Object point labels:

--

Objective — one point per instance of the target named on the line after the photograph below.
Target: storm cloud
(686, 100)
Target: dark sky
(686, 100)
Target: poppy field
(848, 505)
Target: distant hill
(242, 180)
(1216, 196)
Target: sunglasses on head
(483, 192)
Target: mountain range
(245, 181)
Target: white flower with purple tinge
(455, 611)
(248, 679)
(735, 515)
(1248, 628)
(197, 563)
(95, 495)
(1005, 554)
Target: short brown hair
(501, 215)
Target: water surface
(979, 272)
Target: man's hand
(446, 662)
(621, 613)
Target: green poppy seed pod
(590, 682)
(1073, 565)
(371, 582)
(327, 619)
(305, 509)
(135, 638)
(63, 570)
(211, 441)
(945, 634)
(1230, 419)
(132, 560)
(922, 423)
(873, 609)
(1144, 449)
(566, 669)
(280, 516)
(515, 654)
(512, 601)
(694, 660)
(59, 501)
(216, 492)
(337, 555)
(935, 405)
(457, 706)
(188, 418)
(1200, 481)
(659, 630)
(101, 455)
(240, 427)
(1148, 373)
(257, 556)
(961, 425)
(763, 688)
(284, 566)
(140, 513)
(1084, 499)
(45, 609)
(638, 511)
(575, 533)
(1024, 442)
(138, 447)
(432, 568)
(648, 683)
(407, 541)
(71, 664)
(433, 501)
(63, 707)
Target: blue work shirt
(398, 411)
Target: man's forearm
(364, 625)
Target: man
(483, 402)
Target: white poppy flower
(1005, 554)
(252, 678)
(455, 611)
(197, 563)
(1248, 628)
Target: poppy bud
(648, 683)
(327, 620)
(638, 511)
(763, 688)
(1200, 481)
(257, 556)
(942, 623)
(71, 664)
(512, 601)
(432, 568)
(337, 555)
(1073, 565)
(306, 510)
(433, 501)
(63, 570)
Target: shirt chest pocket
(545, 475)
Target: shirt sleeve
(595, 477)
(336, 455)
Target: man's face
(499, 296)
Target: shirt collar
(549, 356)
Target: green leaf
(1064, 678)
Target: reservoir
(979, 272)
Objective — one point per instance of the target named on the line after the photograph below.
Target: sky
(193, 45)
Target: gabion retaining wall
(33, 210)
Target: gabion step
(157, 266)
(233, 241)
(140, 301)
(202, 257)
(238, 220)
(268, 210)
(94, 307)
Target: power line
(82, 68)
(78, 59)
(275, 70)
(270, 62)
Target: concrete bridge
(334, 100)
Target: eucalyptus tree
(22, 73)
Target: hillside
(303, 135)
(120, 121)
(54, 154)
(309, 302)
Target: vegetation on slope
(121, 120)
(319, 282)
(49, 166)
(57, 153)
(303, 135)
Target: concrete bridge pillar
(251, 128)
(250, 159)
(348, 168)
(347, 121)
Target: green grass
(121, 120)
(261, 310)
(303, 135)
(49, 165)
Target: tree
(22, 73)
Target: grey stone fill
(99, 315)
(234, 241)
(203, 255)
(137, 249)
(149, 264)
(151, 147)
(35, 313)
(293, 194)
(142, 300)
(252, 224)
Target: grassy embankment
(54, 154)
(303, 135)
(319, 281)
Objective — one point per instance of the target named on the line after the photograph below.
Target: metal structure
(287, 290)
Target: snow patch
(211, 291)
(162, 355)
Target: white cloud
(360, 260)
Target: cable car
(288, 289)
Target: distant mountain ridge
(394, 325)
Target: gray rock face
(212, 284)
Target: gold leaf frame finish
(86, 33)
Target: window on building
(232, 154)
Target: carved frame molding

--

Short task: Please convert every one of the rows above into a JSON list of strings, with one string per line and blank lines omitted.

Completed exercise:
[
  "Objective — one point per instance of the target named on the line after the photograph below.",
  "Target: storm cloud",
  "(686, 100)",
  "Target: dark sky",
  "(686, 100)",
  "Target: poppy field",
  "(848, 505)",
  "Target: distant hill",
  "(242, 180)",
  "(1216, 196)",
  "Target: sunglasses on head",
  "(483, 192)",
  "Target: mountain range",
  "(245, 181)",
  "Target: white flower with purple tinge",
  "(455, 611)",
  "(248, 679)",
  "(735, 515)",
  "(1248, 628)",
  "(197, 563)",
  "(95, 495)",
  "(1005, 554)",
  "Target: short brown hair",
  "(501, 215)",
  "Target: water surface",
  "(979, 272)",
  "Target: man's hand",
  "(446, 662)",
  "(621, 613)",
  "Target: green poppy seed pod",
  "(590, 682)",
  "(1073, 565)",
  "(371, 582)",
  "(327, 619)",
  "(305, 509)",
  "(135, 638)",
  "(63, 570)",
  "(211, 441)",
  "(945, 634)",
  "(1230, 419)",
  "(132, 560)",
  "(922, 423)",
  "(873, 609)",
  "(1144, 449)",
  "(566, 669)",
  "(280, 516)",
  "(515, 654)",
  "(512, 601)",
  "(694, 660)",
  "(59, 501)",
  "(216, 492)",
  "(337, 555)",
  "(935, 405)",
  "(457, 706)",
  "(188, 418)",
  "(1200, 481)",
  "(659, 630)",
  "(101, 455)",
  "(240, 427)",
  "(1148, 373)",
  "(257, 556)",
  "(961, 425)",
  "(763, 688)",
  "(284, 566)",
  "(140, 513)",
  "(1084, 499)",
  "(45, 609)",
  "(638, 511)",
  "(575, 533)",
  "(1024, 442)",
  "(138, 447)",
  "(432, 568)",
  "(648, 683)",
  "(407, 541)",
  "(71, 664)",
  "(433, 501)",
  "(63, 707)",
  "Target: blue work shirt",
  "(398, 411)",
  "Target: man's forearm",
  "(364, 625)",
  "Target: man",
  "(483, 402)",
  "Target: white poppy flower",
  "(1005, 554)",
  "(252, 678)",
  "(455, 611)",
  "(197, 563)",
  "(1248, 628)",
  "Target: poppy bud",
  "(648, 683)",
  "(327, 620)",
  "(638, 511)",
  "(763, 688)",
  "(1200, 481)",
  "(257, 556)",
  "(942, 623)",
  "(71, 664)",
  "(512, 601)",
  "(432, 568)",
  "(337, 555)",
  "(1073, 565)",
  "(306, 510)",
  "(433, 501)",
  "(63, 570)",
  "Target: shirt chest pocket",
  "(545, 475)",
  "Target: shirt sleeve",
  "(595, 477)",
  "(336, 455)",
  "Target: man's face",
  "(499, 296)",
  "Target: shirt collar",
  "(549, 356)",
  "Target: green leaf",
  "(1064, 678)",
  "Target: reservoir",
  "(979, 272)",
  "Objective — one point per instance of the target named on the line after the photograph below.",
  "Target: sky",
  "(193, 45)",
  "Target: gabion retaining wall",
  "(33, 210)",
  "Target: gabion step",
  "(157, 266)",
  "(233, 241)",
  "(140, 301)",
  "(202, 257)",
  "(238, 220)",
  "(268, 210)",
  "(94, 307)",
  "Target: power line",
  "(82, 68)",
  "(78, 59)",
  "(275, 70)",
  "(270, 62)",
  "Target: concrete bridge",
  "(334, 100)",
  "Target: eucalyptus tree",
  "(22, 73)",
  "Target: hillside",
  "(303, 135)",
  "(120, 121)",
  "(54, 154)",
  "(309, 302)",
  "Target: vegetation on slope",
  "(121, 120)",
  "(319, 282)",
  "(49, 166)",
  "(57, 153)",
  "(303, 135)",
  "Target: concrete bridge pillar",
  "(251, 128)",
  "(250, 159)",
  "(348, 168)",
  "(347, 121)",
  "Target: green grass",
  "(121, 120)",
  "(261, 310)",
  "(303, 135)",
  "(49, 165)",
  "Target: tree",
  "(22, 73)",
  "Target: grey stone fill",
  "(99, 315)",
  "(234, 241)",
  "(203, 255)",
  "(137, 249)",
  "(149, 264)",
  "(151, 147)",
  "(35, 313)",
  "(293, 194)",
  "(142, 300)",
  "(252, 224)",
  "Target: grassy embankment",
  "(54, 154)",
  "(303, 135)",
  "(319, 281)",
  "Objective — one point per instance of the target named on the line after the photograph below.",
  "Target: metal structure",
  "(287, 290)",
  "Target: snow patch",
  "(211, 291)",
  "(162, 355)",
  "Target: white cloud",
  "(360, 260)",
  "Target: cable car",
  "(288, 289)",
  "Target: distant mountain ridge",
  "(394, 325)",
  "Target: gray rock face",
  "(212, 284)",
  "Target: gold leaf frame finish",
  "(86, 33)",
  "Target: window on building",
  "(232, 154)",
  "Target: carved frame molding"
]